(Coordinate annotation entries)
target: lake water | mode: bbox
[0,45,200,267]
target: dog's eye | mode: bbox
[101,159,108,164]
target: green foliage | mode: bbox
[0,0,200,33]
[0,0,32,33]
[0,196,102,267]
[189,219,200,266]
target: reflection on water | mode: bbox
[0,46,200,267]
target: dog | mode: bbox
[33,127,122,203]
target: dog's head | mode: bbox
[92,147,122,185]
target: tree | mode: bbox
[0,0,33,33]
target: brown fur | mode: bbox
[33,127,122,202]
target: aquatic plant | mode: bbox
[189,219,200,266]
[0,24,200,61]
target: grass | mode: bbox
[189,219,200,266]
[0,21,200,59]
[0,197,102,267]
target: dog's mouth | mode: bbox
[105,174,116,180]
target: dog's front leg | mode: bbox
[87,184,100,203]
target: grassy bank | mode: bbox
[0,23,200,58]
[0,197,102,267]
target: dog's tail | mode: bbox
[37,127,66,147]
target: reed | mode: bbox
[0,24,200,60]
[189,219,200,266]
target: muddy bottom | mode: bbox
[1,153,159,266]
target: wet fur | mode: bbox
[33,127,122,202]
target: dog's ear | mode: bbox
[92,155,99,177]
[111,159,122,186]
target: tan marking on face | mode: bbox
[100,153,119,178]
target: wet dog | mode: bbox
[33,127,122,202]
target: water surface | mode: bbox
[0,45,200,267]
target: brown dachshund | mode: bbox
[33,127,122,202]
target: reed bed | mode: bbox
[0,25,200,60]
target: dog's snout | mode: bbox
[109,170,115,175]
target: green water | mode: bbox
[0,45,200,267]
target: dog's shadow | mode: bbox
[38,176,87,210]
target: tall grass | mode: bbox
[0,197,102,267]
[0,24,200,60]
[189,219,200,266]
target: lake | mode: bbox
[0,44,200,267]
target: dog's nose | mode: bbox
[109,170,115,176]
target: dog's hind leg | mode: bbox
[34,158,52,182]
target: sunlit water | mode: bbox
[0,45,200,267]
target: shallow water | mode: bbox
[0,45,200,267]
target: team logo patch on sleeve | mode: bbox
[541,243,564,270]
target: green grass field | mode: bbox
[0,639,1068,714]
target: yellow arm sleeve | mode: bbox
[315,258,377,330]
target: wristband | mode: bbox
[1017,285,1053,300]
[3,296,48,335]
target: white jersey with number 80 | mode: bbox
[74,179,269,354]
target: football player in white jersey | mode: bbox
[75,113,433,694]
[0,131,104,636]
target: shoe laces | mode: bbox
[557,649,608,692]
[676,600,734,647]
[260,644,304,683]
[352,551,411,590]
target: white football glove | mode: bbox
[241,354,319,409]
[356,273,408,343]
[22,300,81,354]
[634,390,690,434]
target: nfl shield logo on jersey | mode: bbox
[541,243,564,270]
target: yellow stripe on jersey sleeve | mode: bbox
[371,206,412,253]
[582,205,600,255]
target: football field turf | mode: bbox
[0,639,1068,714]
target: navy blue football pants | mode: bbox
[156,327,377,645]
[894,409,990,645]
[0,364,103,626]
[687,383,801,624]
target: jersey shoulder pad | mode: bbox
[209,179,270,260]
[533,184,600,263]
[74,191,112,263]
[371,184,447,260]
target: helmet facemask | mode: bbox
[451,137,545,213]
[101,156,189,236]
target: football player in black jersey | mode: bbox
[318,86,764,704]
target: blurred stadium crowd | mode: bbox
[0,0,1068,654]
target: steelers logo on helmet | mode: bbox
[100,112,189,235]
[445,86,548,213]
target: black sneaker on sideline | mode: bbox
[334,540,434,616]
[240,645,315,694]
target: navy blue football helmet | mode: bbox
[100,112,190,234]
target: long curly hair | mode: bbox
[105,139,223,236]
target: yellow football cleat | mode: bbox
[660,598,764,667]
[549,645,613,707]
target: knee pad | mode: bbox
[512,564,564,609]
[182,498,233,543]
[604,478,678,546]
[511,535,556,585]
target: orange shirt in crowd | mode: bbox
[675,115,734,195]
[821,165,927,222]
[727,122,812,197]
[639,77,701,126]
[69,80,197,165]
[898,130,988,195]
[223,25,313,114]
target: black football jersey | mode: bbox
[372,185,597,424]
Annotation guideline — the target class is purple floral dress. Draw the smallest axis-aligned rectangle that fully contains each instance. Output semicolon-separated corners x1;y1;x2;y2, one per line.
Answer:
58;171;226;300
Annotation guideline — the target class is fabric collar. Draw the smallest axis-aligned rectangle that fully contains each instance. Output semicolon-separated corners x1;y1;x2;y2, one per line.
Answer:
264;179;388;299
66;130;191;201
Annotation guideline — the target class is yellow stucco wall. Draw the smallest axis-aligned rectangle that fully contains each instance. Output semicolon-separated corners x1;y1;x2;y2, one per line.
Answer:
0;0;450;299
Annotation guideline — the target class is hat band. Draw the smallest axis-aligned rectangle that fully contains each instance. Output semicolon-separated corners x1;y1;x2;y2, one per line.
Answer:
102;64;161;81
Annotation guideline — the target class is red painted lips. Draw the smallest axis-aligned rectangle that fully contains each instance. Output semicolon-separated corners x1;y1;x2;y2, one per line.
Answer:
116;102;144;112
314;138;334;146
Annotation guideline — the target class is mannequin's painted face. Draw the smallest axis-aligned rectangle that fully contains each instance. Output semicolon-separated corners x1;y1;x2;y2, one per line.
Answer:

What is required ->
Rewrite the stretch of lines above from the one containing "target: reed bed | mode: bbox" through the one containing "[109,170,115,176]", keeping every line, and offset each bounding-box coordinate by -71.

Solution to the problem ->
target: reed bed | mode: bbox
[-71,-46,129,-11]
target: dog's snout | mode: bbox
[38,99,44,104]
target: green water | mode: bbox
[-71,-26,129,196]
target: dog's shadow | mode: bbox
[-33,105,16,139]
target: tall grass | mode: bbox
[-71,126,31,196]
[-71,-47,129,-11]
[118,148,129,195]
target: lake | mode: bbox
[-71,-27,129,196]
target: dog's nose | mode: bbox
[38,99,44,105]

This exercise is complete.